How to complete this task — Only text lines belong in the answer: the lines from the first one in the records through the line with "box: [0, 0, 641, 157]", copied exactly.

Record excerpts —
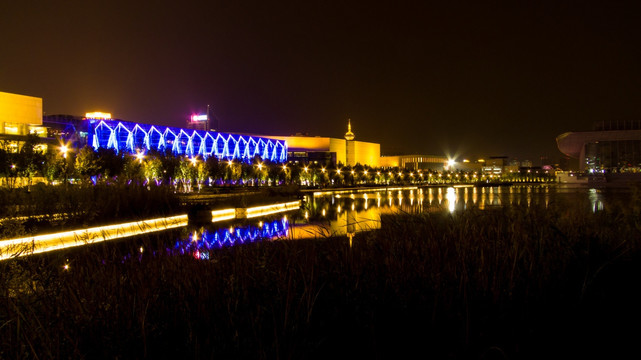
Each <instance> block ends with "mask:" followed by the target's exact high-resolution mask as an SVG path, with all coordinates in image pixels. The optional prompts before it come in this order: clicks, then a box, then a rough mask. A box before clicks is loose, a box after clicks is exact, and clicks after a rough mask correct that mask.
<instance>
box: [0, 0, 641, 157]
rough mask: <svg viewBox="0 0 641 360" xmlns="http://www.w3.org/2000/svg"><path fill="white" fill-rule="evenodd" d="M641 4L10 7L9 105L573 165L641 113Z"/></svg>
mask: <svg viewBox="0 0 641 360" xmlns="http://www.w3.org/2000/svg"><path fill="white" fill-rule="evenodd" d="M638 7H639V5H638V4H636V3H633V2H622V3H618V4H616V5H615V4H609V3H599V2H592V1H588V2H576V3H575V2H564V3H558V2H554V1H543V2H536V3H529V4H528V3H510V2H505V3H503V2H494V3H491V4H490V3H487V4H478V3H476V2H469V3H456V4H444V3H430V2H409V3H402V4H397V5H376V4H371V3H367V4H366V3H362V2H349V3H315V2H308V3H304V4H285V3H262V2H256V3H250V2H242V3H230V4H224V3H215V2H214V3H209V2H207V3H206V2H202V3H201V2H185V3H180V4H175V3H170V2H160V3H155V4H154V8H153V9H150V8H149V7H148V5H147V4H142V3H141V4H138V3H133V4H131V3H125V2H118V1H115V2H110V3H107V4H93V3H91V4H88V3H73V2H71V3H66V4H62V5H61V4H26V3H4V4H1V5H0V14H2V15H0V19H1V20H2V21H0V31H2V33H3V34H4V35H5V36H4V38H5V39H6V40H7V41H6V46H5V47H4V53H3V56H2V57H0V91H5V92H10V93H16V94H25V95H30V96H36V97H41V98H42V99H43V111H44V113H45V114H47V115H53V114H73V115H77V114H84V113H85V112H87V111H93V110H96V109H102V110H103V111H110V112H112V113H113V116H114V117H116V118H120V119H124V120H127V121H133V122H142V123H148V124H158V125H164V126H174V127H179V126H183V124H184V123H185V121H186V120H187V119H188V117H189V116H191V115H193V114H200V113H204V112H205V111H206V109H207V107H208V106H210V109H211V110H210V111H211V113H212V115H213V116H215V117H216V119H217V122H218V126H219V127H220V131H223V132H232V133H233V132H239V133H258V134H266V135H292V134H296V133H309V134H310V135H319V136H329V137H341V136H342V134H343V133H344V127H345V125H344V124H345V123H346V121H347V119H351V124H352V126H353V127H354V129H356V130H355V131H357V133H358V137H359V139H362V140H365V141H371V142H375V143H380V144H382V147H381V152H382V154H385V155H388V154H443V155H447V156H451V157H455V158H457V159H463V158H472V159H473V158H474V157H477V156H478V157H485V156H493V155H506V156H509V157H513V158H518V159H520V160H526V159H528V160H531V161H533V162H534V163H535V164H538V163H539V159H540V157H547V158H549V160H550V161H551V162H553V163H554V162H556V161H557V159H559V158H560V157H562V156H563V154H562V153H561V152H560V151H559V150H558V148H557V146H556V142H555V138H556V136H558V135H559V134H562V133H565V132H569V131H581V130H590V129H591V127H592V124H593V123H594V122H596V121H603V120H635V119H638V118H639V113H640V112H641V110H639V108H638V105H637V104H638V103H639V100H641V99H640V96H641V94H639V92H638V91H637V89H638V87H639V84H640V83H641V71H640V70H639V69H638V66H637V64H638V63H639V60H641V52H640V51H639V50H638V49H637V46H636V44H637V43H638V39H639V30H638V26H637V25H636V24H638V20H639V19H638V18H639V14H640V13H641V12H639V11H638V10H639V8H638Z"/></svg>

Response area —
Each <instance> block ends with "mask:" followed by the target's exact high-resolution mask as an SVG path, with all coordinates in image pixels. The optional prompts before it come in this order: clicks, then a box, then a rough mask. A box before clicks is loose, a box after clicks is exact, and clicks after a rough mask correct that mask.
<instance>
box: [0, 0, 641, 157]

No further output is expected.